Microdisney were an Irish rock band formed in Cork in 1980. They were founded and led by songwriters  Cathal Coughlan (keyboards, vocals) and Sean O'Hagan (guitar). Originally typeset as Micro Disney, the band had become Microdisney by the time they (Coughlan and O'Hagan) had relocated to London in 1983 and signed to Rough Trade Records. Between 1983 and 1986 the band recorded six Peel Sessions for BBC Radio and released their debut album for Rough Trade called Everybody Is Fantastic.

In 1985, their album The Clock Comes Down The Stairs reached number one in the UK Indie Chart, and they reached the Irish top 40 with the 1987 single "Town to Town". They were one of the few Irish bands of the 1980s to achieve international success with "Town to Town" reaching number 55 in the UK Singles Chart. This single, released by Virgin Records, was followed into the UK chart by "Gale Force Wind" in March 1988. That 1 July, days after supporting David Bowie at London's Dominion Theatre, the band split up.

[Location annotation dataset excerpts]
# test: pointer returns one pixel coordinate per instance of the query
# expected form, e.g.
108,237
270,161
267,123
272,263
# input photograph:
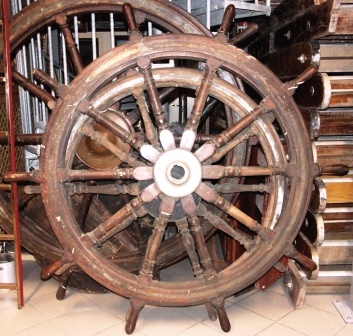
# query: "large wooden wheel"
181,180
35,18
* * *
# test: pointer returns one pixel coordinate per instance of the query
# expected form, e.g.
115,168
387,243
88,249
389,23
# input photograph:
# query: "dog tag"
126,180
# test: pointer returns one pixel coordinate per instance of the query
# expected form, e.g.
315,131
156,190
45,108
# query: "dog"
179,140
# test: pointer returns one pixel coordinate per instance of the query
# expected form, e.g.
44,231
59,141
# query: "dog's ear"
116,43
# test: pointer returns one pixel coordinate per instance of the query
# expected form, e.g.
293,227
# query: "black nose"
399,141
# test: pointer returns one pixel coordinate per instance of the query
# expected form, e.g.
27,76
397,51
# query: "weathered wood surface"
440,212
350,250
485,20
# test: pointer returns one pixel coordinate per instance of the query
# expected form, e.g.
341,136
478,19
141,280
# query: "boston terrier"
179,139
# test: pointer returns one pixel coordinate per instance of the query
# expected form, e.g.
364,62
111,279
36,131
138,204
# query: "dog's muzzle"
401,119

DIRECTIVE:
Could you carry the Microdisney band history further, starting right after its last sentence? This material has no connection to the Microdisney band history.

ANSWER TO THIS TASK:
O'Hagan and Coughlan formed separate bands, the High Llamas and the Fatima Mansions, respectively, with Coughlan also going on to work with Sean Hughes in Bubonique and Luke Haines as part of The North Sea Scrolls project. In 2017, a radio documentary was made about the band called Iron Fist in Velvet Glove - The Story of Microdisney by producer Paul McDermott, which was re-broadcast by Newstalk 106-108fm as part of their Documentary on Newstalk season.

In 2018, Microdisney reunited for the first time in 30 years, performing live in Dublin and London. In February 2019, they played their last shows in Dublin and Cork. The members of Microdisney were awarded an IMRO/NCH Trailblazer Award, given to "culturally important" Irish albums (in this instance, for The Clock Comes Down The Stairs) in 2018.

Discography

Albums
Studio albums
Everybody Is Fantastic (1984)
We Hate You South African Bastards! (1984)
The Clock Comes Down the Stairs (1985)
Crooked Mile (1987)
39 Minutes (1988)

Other albums
Kaught at the Kampus (1980)
The Peel Sessions Album (1989)
Big Sleeping House (1995)
Daunt Square to Elsewhere: 1982–1988 (2007)

Singles
"Hello Rascals" (1982)
"Pink Skinned Man" (1983) 
"Dolly" (1984)
In the World EP (1985)
"Birthday Girl" (1985)
"Town to Town" (1987, UK #55)
"Singer's Hampstead Home" (1987)
"Gale Force Wind" (1988, UK #98)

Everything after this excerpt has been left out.